This is hardly a win-win for anybody.
What makes Coffman’s column unusual is that he seems nostalgic for the old days, although he admits there were problems.
“I wrote stories using an electric typewriter when I started in the news business in the mid-1980s,” he said. “It was tedious work without the ‘backspace’ and ‘delete’ keys that make life easier for us on computer keyboards.”
Good point, and here’s one more editorial benefit of the digital revolution: If you had a typo in a print product, you were stuck with it for a day, a week or even a month. Today, you can correct it in real time.
What’s surprising about this is that it took so long. As far back as 1966, Newsweek Magazine published an article titled “Goodbye to Gutenberg,” which all but predicted the online information age.
“Pipe dream: As the enthusiasts see it, the answer to (the information explosion) is a vast information network capable of storing, retrieving and moving all kinds of data at high speeds all over the country or even the world,” the story said, while stating that stories would be automatically justified and processed in a computer.
“Books and newspapers will no longer exist," Marshall McLuhan told Newsweek. “Publishing will become an active serving of the human mind. Instead of a book, people will get a research package done to suit their own needs.”
Coffman admits that the Fort Worth Star-Telegram has “far more digital subscribers than print subscribers. The Star-Telegram’s future — in terms of delivering strong local journalism and in securing a sustainable business model to support that journalism — is in the digital realm.”
Newsweek made this prediction back in the distant year of 1966: “If publishing and journalism do not buy automation, it seems, automation will buy them.” Boy, did that turn out to be true.

**********

■ BRIEF ■
Please transcribe the passage on newspapers going digital between "Coffman admits that" and "to be true.", inclusive. The listing has no role in this.

Entries drawn from a collection:
**********

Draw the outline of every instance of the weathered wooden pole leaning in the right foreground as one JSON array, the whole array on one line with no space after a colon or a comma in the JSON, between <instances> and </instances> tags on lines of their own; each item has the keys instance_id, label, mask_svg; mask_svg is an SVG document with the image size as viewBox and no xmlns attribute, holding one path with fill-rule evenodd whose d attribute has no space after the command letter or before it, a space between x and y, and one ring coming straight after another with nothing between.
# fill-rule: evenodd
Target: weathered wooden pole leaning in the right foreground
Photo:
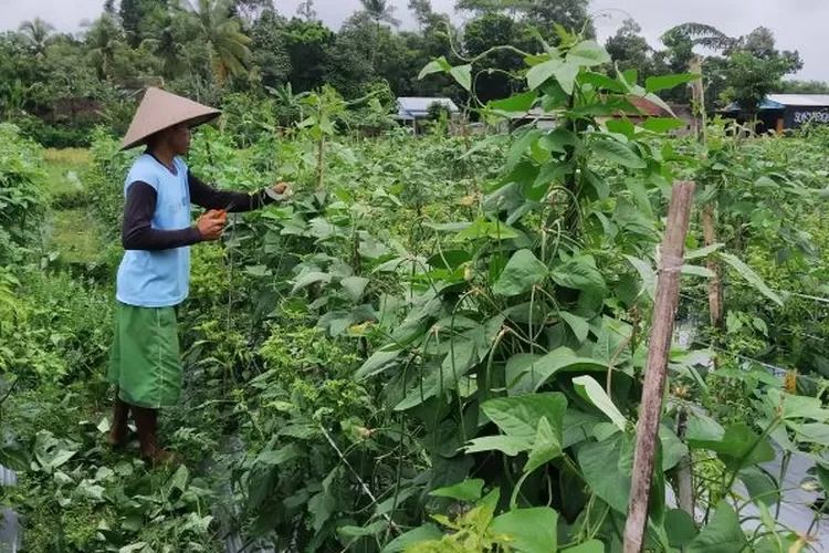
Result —
<instances>
[{"instance_id":1,"label":"weathered wooden pole leaning in the right foreground","mask_svg":"<svg viewBox=\"0 0 829 553\"><path fill-rule=\"evenodd\" d=\"M625 526L625 553L640 553L644 543L668 356L673 338L673 321L679 303L685 237L693 200L693 181L674 182L671 207L668 211L668 228L659 261L657 301L653 307L637 448L633 456L633 481L628 504L628 522Z\"/></svg>"}]
</instances>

**********

■ SOLVED PROBLEM ■
Coffman admits that the Fort Worth Star-Telegram has “far more digital subscribers than print subscribers. The Star-Telegram’s future — in terms of delivering strong local journalism and in securing a sustainable business model to support that journalism — is in the digital realm.”
Newsweek made this prediction back in the distant year of 1966: “If publishing and journalism do not buy automation, it seems, automation will buy them.” Boy, did that turn out to be true.